Your task is to restate the data word for word.

▶ [DATA SUPPLIED]

········

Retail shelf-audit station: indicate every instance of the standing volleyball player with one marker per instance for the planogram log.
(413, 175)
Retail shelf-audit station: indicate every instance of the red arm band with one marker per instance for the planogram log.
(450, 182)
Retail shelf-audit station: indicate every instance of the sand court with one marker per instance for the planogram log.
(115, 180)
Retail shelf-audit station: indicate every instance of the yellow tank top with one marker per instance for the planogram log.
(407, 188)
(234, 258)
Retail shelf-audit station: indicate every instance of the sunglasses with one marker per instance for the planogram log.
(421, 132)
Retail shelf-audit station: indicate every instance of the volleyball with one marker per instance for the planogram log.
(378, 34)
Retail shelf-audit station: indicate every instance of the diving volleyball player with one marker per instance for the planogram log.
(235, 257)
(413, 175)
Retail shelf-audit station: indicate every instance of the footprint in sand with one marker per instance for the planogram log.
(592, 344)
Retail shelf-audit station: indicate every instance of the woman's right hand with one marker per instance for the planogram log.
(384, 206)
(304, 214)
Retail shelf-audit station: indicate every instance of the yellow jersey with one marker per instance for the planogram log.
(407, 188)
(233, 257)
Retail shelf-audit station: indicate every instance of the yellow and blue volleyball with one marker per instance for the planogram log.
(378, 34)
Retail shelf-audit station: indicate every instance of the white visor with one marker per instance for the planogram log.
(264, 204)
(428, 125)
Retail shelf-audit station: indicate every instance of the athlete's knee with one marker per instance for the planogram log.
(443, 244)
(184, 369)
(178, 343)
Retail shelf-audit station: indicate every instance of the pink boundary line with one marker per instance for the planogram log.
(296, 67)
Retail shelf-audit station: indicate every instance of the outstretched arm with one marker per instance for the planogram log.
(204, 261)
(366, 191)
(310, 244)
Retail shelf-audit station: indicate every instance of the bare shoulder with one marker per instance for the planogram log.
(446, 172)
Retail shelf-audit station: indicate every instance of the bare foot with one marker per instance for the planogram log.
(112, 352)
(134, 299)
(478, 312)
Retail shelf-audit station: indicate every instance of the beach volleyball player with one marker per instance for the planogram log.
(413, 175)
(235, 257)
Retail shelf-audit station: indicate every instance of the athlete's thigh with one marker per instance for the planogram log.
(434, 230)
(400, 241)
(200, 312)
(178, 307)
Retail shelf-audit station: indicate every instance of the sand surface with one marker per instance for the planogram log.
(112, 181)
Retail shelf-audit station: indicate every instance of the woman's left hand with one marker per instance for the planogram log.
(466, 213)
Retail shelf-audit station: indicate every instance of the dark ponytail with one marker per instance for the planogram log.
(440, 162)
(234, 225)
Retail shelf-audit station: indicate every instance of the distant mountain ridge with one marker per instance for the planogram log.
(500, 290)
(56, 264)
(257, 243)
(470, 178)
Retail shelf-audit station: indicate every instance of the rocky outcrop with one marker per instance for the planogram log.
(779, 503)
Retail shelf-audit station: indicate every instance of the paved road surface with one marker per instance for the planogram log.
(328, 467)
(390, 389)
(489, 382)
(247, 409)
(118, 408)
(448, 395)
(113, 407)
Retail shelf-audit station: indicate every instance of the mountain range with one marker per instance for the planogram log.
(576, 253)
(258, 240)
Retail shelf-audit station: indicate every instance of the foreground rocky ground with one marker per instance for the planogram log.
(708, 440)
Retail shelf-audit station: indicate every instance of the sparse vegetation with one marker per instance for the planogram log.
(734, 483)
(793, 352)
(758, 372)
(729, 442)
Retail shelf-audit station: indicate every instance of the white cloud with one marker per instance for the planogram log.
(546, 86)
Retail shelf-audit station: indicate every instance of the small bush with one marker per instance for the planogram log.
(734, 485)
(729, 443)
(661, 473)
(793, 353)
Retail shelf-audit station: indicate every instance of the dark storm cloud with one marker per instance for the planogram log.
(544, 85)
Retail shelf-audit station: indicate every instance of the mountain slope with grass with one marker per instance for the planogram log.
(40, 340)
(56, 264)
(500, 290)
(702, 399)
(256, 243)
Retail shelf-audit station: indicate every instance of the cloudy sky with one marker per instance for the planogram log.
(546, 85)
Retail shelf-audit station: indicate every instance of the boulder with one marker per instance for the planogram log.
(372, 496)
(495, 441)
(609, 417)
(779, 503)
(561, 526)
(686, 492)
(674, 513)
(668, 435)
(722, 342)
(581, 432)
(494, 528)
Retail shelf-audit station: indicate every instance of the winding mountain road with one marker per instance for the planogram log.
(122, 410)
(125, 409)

········

▶ [RESULT OF THE TASK]
Retail shelf-audit station: indicate every instance of the standing volleyball player with one marker per instance for the planogram log.
(413, 175)
Retail shelf-audit station: indicate every instance of the red arm band with one marker per instance for the planogram log.
(450, 182)
Retail shelf-audit station: indicate every instance of the sand court with one marker per instance for the planogram log.
(115, 180)
Retail shelf-audit station: indicate every instance of the yellow tank top with one marker per instance for the planogram log.
(407, 188)
(234, 258)
Retail shelf-audit station: indicate every instance of the sunglasses with one marker per instance for the planogram log.
(421, 132)
Retail shelf-audit station: indicate every instance of the volleyball with one marker per instance for the planogram log.
(378, 34)
Retail shelf-audit station: indicate every instance of the diving volleyball player with one marker per instance for the planogram log.
(235, 257)
(413, 175)
Retail shelf-audit station: indicate every instance of the footprint in sand with one marker per instance for the planogram log.
(592, 344)
Retail shelf-audit station: indicate every instance of the woman's right hand with one marker per instance for the planogram log.
(384, 206)
(304, 214)
Retail shelf-audit station: indicate every instance of the yellow jersey with one marker per instance for the planogram log.
(407, 188)
(233, 257)
Retail shelf-audit station: indicate every instance of the yellow and blue volleyball with one marker per instance for the planogram log.
(378, 34)
Retail shelf-audit station: indicate every instance of the white visor with one marker per instance for the planogram log.
(264, 204)
(428, 125)
Retail shelf-audit station: indicate every instance of the athlete's knee with one marker per instance for the planogram log.
(443, 244)
(184, 369)
(178, 343)
Retail shelf-audit station: indicate every instance of the pink boundary line with one marker per instance for the planogram log.
(296, 67)
Retail shelf-audit station: indicate every instance of the outstretched arm with one marker per instance for the planogram log.
(204, 261)
(366, 191)
(310, 244)
Retail shelf-audit station: indicate every instance of the bare shoulder with one marker per instance for the planogram log.
(446, 172)
Retail shelf-audit station: indicate every instance of the bare foot with one marker per instance for the planogram log.
(112, 352)
(134, 299)
(478, 312)
Retail shelf-audit station: indicate every instance of the beach volleyball player with one marker per instance for the planogram log.
(413, 175)
(235, 257)
Retail shelf-audit station: indicate every instance of the athlete's thigh with one marker per instance for the planogram log.
(434, 230)
(400, 241)
(200, 312)
(178, 307)
Retail shelf-audit station: indicate every instance of the sand surface with one marker per instance for the planogram log.
(112, 181)
Retail shelf-audit station: indicate every instance of the woman's left hand with one marker per instance for the planogram log.
(466, 213)
Retail shelf-audit station: indicate every instance of the dark ponytail with one marker per instance for the planogram log.
(440, 162)
(234, 225)
Retail shelf-audit station: indicate every instance of the distant mountain ridge with one marker per instance for the planogram log.
(500, 290)
(56, 264)
(257, 243)
(470, 178)
Retail shelf-audit station: indicate every instance of the rocky outcrop with one marker per instance for the planogram log.
(779, 503)
Retail shelf-audit station: indicate every instance of the paved road surface with one marker per instance for the planogram log.
(328, 467)
(390, 389)
(489, 382)
(247, 409)
(118, 408)
(448, 395)
(113, 407)
Retail shelf-audit station: indicate every instance of the mountain range with one marker per instance for the planogram log.
(576, 253)
(258, 240)
Retail shelf-audit station: indicate every instance of the foreground rocky ground with one marker per instance for the planogram log.
(708, 440)
Retail shelf-audit station: indicate every instance of the sparse vegetation with one marker per instance for the planogram log.
(734, 483)
(793, 352)
(758, 372)
(729, 442)
Retail shelf-audit station: indicate every instance of the white cloud with one marker per instance for the planogram log.
(546, 86)
Retail shelf-audit station: indicate every instance of the small bush with one marker per instance for the planogram log.
(734, 485)
(729, 443)
(661, 473)
(793, 353)
Retail shelf-audit station: indicate every instance of the dark storm cloud with one marker per instance for the planogram log.
(544, 85)
Retail shelf-audit station: indicate every instance of the mountain slope with grass with one marker per instance for the planogram log.
(40, 340)
(56, 264)
(500, 290)
(702, 399)
(256, 243)
Retail shelf-audit station: indicate every instance of the cloudy sky with one marker per instance for the planogram log.
(546, 85)
Retail shelf-audit station: indicate every instance of the boulder with one marker per instance for the planogram log.
(372, 496)
(495, 441)
(609, 417)
(779, 503)
(561, 526)
(686, 492)
(674, 513)
(668, 435)
(722, 342)
(581, 432)
(494, 528)
Retail shelf-audit station: indicate every instance of the winding mountain road with one marker per instance for the planogram log.
(122, 410)
(125, 409)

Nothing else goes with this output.